-- SHORT PROBLEM 1 --
What are all the Reputation values shown in the forum thread about extracting text between keywords in Python?

-- PAGE TEXT --
Reputation: 49
I am fairly new to Python.
I have a .txt file with almost ~500k lines of text. The general structure is like this:
WARC-TREC-ID:
hello
my
name
is
WARC-TREC-ID:
example
text
WARC-TREC-ID:
I would like to extract all contents in between the "WARC-TREC-ID:" keywords.
This is what I have already tried:
content_list = []
with open('C://Users//HOME//Desktop//Document_S//corpus_test//00.txt', errors = 'ignore') as openfile2:
for line in openfile2:
for item in line.split("WARC-TREC-ID:"):
if "WARC-TREC-ID:" in item:
content = (item [ item.find("WARC-TREC-ID:")+len("WARC-TREC-ID:") : ])
content_list.append(content)
this returns an empty list.
I have also tried:
import re
with open('C://Users//HOME//Desktop//Document_S//corpus_test//00.txt', 'r') as openfile3:
m = re.search('WARC-TREC-ID:(.+?)WARC-TREC-ID:', openfile3)
if m:
found = m.group(1)
and this causes a TypeError: expected string or bytes-like object
Upvotes: 0
Views: 106
Reputation: 5740
For file that contains you data:
raw_data = open('data.txt', 'r').read()
result = [x for x in raw_data.split() if x != 'WARC-TREC-ID:']
Output:
['hello', 'my', 'name', 'is', 'example', 'text']
Upvotes: -1
Reputation: 82785
Try:
content_list = []
with open(filename) as infile:
for line in infile: #Iterate each line
if 'WARC-TREC-ID:' in line: #check if line contains 'WARC-TREC-ID:'
content_list.append([]) #Append empty list
else:
content_list[-1].append(line) #Append content
print(content_list)
Upvotes: 2
Reputation: 1684
In your second approach, you should pass your file content as string
as it expects a string argument, not file. And this too, will only return the first occurrence of that string. You might want to use findall.
Upvotes: 0

-- SHORT PROBLEM 2 --
In the rows, substitute "Mark" for "Annotate" in everything from the line containing "Annotate green tree" down to the line containing "156,117,209,177", leaving all else unchanged, and give back only those lines.

-- SUPPLIED RECORDS --
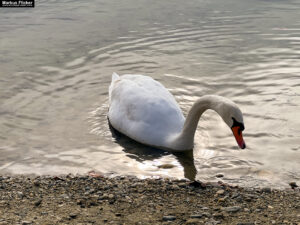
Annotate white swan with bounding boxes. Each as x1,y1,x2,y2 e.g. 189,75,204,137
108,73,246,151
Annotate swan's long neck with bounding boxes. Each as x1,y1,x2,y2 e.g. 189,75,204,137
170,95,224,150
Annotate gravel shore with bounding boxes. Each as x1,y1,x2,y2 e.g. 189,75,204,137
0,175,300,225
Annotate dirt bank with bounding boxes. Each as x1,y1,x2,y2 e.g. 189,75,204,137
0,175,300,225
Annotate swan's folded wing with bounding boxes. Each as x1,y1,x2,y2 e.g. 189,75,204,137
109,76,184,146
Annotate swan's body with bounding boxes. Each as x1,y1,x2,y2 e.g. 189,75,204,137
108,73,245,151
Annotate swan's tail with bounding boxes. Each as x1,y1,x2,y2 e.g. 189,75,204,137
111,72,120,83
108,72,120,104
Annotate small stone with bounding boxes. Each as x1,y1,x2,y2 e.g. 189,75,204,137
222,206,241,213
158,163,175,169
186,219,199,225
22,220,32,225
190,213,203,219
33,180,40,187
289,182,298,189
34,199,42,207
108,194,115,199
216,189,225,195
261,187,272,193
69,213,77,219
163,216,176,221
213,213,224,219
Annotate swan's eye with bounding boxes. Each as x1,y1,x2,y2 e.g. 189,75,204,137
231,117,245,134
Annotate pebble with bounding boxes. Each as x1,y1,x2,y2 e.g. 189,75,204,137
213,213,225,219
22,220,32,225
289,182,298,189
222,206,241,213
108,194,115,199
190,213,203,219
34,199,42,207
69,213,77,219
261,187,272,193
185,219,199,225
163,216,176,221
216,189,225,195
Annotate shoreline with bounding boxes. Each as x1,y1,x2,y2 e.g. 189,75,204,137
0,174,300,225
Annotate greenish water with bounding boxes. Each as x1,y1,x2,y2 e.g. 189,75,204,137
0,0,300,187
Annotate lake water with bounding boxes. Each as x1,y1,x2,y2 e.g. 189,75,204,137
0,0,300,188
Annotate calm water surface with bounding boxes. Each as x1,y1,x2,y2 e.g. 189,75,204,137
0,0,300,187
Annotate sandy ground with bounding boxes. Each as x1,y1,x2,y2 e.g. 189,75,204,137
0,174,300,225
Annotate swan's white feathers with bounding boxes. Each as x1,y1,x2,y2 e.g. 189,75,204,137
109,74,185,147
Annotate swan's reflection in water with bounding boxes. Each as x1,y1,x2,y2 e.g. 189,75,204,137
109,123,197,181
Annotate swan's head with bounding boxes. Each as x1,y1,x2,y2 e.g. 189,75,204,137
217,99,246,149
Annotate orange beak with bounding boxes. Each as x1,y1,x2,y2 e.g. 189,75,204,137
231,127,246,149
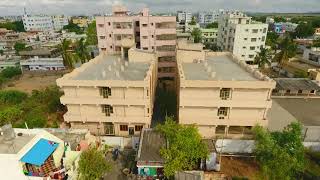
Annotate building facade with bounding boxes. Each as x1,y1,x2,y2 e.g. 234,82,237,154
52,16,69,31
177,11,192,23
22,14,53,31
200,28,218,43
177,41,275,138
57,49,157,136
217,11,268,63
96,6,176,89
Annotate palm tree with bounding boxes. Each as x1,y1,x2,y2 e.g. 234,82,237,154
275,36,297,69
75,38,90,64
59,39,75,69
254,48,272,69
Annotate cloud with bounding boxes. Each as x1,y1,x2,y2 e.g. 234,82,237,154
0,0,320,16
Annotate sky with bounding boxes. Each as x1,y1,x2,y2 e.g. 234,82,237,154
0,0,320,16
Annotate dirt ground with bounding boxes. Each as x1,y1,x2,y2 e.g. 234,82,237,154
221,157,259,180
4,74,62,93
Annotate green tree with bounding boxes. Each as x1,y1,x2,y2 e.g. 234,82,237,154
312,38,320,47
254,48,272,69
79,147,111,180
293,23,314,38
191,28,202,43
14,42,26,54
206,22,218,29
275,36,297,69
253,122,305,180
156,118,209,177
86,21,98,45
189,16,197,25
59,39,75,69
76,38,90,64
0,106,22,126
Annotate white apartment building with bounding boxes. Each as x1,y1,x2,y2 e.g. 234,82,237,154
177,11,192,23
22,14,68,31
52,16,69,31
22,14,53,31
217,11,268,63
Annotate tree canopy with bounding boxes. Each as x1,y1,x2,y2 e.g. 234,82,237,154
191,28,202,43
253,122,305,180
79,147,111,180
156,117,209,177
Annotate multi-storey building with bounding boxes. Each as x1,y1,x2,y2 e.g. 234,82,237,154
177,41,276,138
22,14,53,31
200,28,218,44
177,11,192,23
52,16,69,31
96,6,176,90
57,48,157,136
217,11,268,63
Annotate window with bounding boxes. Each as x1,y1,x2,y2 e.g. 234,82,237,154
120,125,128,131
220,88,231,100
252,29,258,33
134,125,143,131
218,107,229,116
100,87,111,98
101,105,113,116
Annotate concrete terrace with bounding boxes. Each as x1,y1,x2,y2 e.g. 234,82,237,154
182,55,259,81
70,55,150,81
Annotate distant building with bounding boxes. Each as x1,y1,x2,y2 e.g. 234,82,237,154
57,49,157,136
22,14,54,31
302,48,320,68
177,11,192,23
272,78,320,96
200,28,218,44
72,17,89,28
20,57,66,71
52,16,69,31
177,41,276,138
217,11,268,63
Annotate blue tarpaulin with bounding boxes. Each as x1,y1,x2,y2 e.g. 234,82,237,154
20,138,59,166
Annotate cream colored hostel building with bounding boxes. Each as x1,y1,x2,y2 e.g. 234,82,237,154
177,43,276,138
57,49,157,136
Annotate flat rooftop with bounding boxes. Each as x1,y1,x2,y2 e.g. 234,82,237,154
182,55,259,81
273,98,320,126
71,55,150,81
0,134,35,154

-- WRITTEN SOLUTION 1 --
49, 5740, 82785, 1684

-- WRITTEN SOLUTION 2 --
Mark green tree with bounding boxes. Each as x1,y1,x2,y2 e.g. 234,82,237,154
312,38,320,47
254,48,272,69
79,147,111,180
293,23,314,38
191,28,202,43
14,42,26,54
206,22,218,29
275,36,297,69
253,122,305,180
156,118,209,177
86,21,98,45
189,16,197,25
59,39,75,69
76,38,90,64
0,106,22,126
Mark white apartment building with bounding boxes. Each as x1,y1,x2,y2 e.g. 234,82,237,154
177,11,192,23
22,14,68,31
52,16,69,31
22,14,53,31
217,11,268,63
Mark tree canopy with bounding boxes. Each as x1,y1,x2,y2 e.g. 234,82,237,154
191,28,202,43
253,122,305,180
79,147,111,180
156,117,209,177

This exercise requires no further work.